Vraiment étrange, qu'une chose, en tant que chose, ne soit que telle qu'elle paraît être, qu'elle ne soit que la chose qu'elle est, c'est-à-dire son être ou son existence de chose, tout en manquant d'un sens ou d'une signification. Ainsi, une table, en tant que chose, n'est que la chose qu'elle est, de même qu'un vase ou un pot ne sont que les choses qu'ils sont.
Apparemment, ce que Monsieur Caeiro vient de me faire dire, ceci ne veut rien dire. Mes prédicats, en effet, ne disent rien de plus que mes sujets, donc je tourne vicieusement en rond, de manière tautologique. Ceci est malheureusement inévitable quand on approche notre sujet, la Chose, qui n'est précisément qu'un sujet, ne pouvant apparaître que comme sujet de tous nos prédicats, lesquels devront donc invariablement s'entortiller autour du sujet, s'enroulant sur lui, en revenant toujours à lui.
Pensez à un scorpion. Il est un sujet, alors que sa queue apparaît comme son cher prédicat -voire la chaîne signifiante qui suit fidèlement le sujet. L'ensemble constitue un énoncé. Encerclez maintenant cet énoncé avec une substance inflammable. Enflammez ensuite cette substance. Vous allez assister alors à un suicide. La chaîne signifiante du prédicat, la queue du scorpion, se retournera sur le sujet pour le piquer, pour lui injecter son poison. Voici comment j'imagine la seule manière dont on pourra procéder le long de notre cours. Il faudra suicider chaque idée, la faisant revenir sur elle-même, retournant contre elle-même ces conséquences, l'empoisonnant d'elle même, de sa propre vérité, de sa propre cohérence -tel Socrate dans son dernier rapport à sa Chose, à son pragma. Cette sorte de suicide tautologique sera notre seul point constant de repère.
La chose en tant que chose de Caeiro, la chose qui n'est que la chose qu'elle est, la chose qui n'a d'autre sens ou signification que celui de n'avoir aucun sens ou signification, ce rien qui est encore quelque chose, ce quelque chose où le prédicat se retourne déjà sur le sujet, cette chose est la première, la plus élémentaire, d'une série de tautologies avec lesquelles nous devrons cerner la Chose de Freud et Lacan -en quelque sorte leur Chose-en-soi.

Travail à faire: Veuillez transcrire mot pour mot la partie de l'extrait sur la Chose qui commence par « La chose en » et se poursuit jusqu'à « sorte leur Chose-en-soi. ». Les enregistrements qui viennent ensuite forment un matériau distinct de l'extrait.

(Entrées de contours étiquetées)

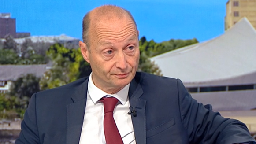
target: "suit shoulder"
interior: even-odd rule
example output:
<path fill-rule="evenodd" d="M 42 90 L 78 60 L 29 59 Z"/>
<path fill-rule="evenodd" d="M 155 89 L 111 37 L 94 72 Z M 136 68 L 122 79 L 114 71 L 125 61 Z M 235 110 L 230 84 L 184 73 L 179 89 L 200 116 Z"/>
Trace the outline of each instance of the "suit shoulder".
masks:
<path fill-rule="evenodd" d="M 178 80 L 172 78 L 160 76 L 141 72 L 138 72 L 136 73 L 135 78 L 138 80 L 140 83 L 152 83 L 154 85 L 156 85 L 156 84 L 177 85 Z"/>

Résultat ci-dessous:
La chose en tant que chose de Caeiro, la chose qui n'est que la chose qu'elle est, la chose qui n'a d'autre sens ou signification que celui de n'avoir aucun sens ou signification, ce rien qui est encore quelque chose, ce quelque chose où le prédicat se retourne déjà sur le sujet, cette chose est la première, la plus élémentaire, d'une série de tautologies avec lesquelles nous devrons cerner la Chose de Freud et Lacan -en quelque sorte leur Chose-en-soi.